> _FRAGMENTO_:
- - - - -
La niña miraba obsesivamente su cuerpo, constataba sus extremidades,
se sabía al borde del diluvio. “Ya nadie me va a querer”. La niña
adoraba ciertos tipos de irrenunciables Desobediencias. Quizá la amenaza
más cruel era la de convertirse en araña muy prontito, tan prontito
como para ni siquiera tener tiempo de que se desarrollaran sus senos.
Conocer el amor. Las lágrimas, el sudor y el sexo. Perdería todo antes
de tenerlo. Alguna vez preguntó cómo era el truco y si era un truco.
“Pues no sé, pero qué importa, tú no tienes nada de qué preocuparte, tú
no eres una niña de esas”. Después se fue olvidando del asunto. Bueno,
al menos el “asunto” dejó de figurar entre sus preocupaciones
conscientes y cotidianas. Ni para qué insistir, ¿cómo desilusionar a su
pequeño mundo? Sí, ella sí era una niña “de esas”.
¿A quién pudo ocurrírsele inventar un personaje tan temible? ¿Quién
se tendió en su cama a imaginar los mecanismos para ocultar un cuerpo
femenino y colocarle esas patas tan repulsivas? No me es dado creer que
la idea les pareció divertida. ¿Y de qué tamaño y qué tan perseguidor
podría ser el super ego de un adulto a quien además se le ocurre
agregarle aquello de “por desobedecer a su mamá?” Un amigo de Veracruz y
una amiga de Nuevo León me cuentan que la conocieron en sus infancias,
pero que allá era: “Por desobedecer a sus padres se convirtió en
araña”. Lo que ya repartía de una manera muy distinta los territorios
de la desobediencia y sus condenas. Pero también los territorios de las
responsabilidades filiales.
Por alguna razón en Tabasco, desobedecer al padre no traía consigo
una maldición tan tremenda. ¿Sería el caso? ¿De dónde vendría nuestra
mujer araña y por qué su publicidad era distinta? ¿Será que en Tabasco
se daba tan por hecho que la educación de una niña era la entera
responsabilidad de la madre, al punto que ni siquiera se les ocurría
mencionar al papá? ¿O será que allí los papás eran considerados - todos
ellos y sin falla- buenísimas personas incapaces de arañizar a
una hija? Podríamos darle cantidad de vueltas, por ejemplo: leyeron “La
metamorfosis” de Kafka y salieron de allí oscuramente inspirados. O que
la mujer que se convirtió en araña por desobedecer a su mamá nombra (a
hurtadillas) ese particular conflicto/rivalidad/malentendido específico y
tan común entre la madre y la hija.
No es que suponga que en la feria se ponían bien divaneros y bien
freudianos para planear sus espectáculos, es solo que ese conflicto
madre/hija con frecuencia está allí, y ambas lo saben, aunque nadie lo
nombre. Aunque lo nieguen por “inaceptable”. Es como una corriente
silenciada, subterránea, que forma parte de la cantidad de indecibles
que atraviesan las relaciones familiares. Entonces de pronto por allí
aparece una señora, o un señor, a quien se le ocurre inventar a una
mujer condenada en su cuerpo a ser un insecto, sin saber ni de dónde le
viene una idea tan cruel y disparatada.
- - - - -
(Entradas de datos guardadas)
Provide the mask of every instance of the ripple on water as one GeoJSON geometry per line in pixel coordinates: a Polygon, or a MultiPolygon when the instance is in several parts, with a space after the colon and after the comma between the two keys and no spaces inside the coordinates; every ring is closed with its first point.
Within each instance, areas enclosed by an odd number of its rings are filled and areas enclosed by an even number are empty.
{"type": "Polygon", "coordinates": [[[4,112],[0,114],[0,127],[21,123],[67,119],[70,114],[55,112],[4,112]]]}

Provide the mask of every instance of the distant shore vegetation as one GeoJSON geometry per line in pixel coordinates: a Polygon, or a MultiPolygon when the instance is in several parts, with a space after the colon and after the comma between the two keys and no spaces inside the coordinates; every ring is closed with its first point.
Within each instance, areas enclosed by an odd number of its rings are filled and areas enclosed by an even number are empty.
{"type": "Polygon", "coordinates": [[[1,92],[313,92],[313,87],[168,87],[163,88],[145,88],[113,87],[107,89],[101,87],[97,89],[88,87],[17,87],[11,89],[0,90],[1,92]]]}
- - - - -
> _CONSIGNA A_:
Responde según el fragmento:
(i) ¿De qué lugares son el amigo y la amiga que conocieron la historia en sus infancias?
(ii) ¿Qué obra de Kafka se menciona?
(iii) ¿En qué lugar desobedecer al padre no traía consigo una maldición tan tremenda?
> _CONSIGNA B_: ¿Puedes reescribir el pasaje del fragmento entre "La niña miraba" y "desarrollaran sus senos.", ambos inclusive, cambiando "araña" por "serpiente"?
Los datos no tienen relación alguna con el fragmento.

> _RESPUESTA CORRECTA A_:
(i) Veracruz y Nuevo León.
(ii) “La metamorfosis”.
(iii) En Tabasco.

> _RESPUESTA CORRECTA B_:
La niña miraba obsesivamente su cuerpo, constataba sus extremidades,
se sabía al borde del diluvio. “Ya nadie me va a querer”. La niña
adoraba ciertos tipos de irrenunciables Desobediencias. Quizá la amenaza
más cruel era la de convertirse en serpiente muy prontito, tan prontito
como para ni siquiera tener tiempo de que se desarrollaran sus senos.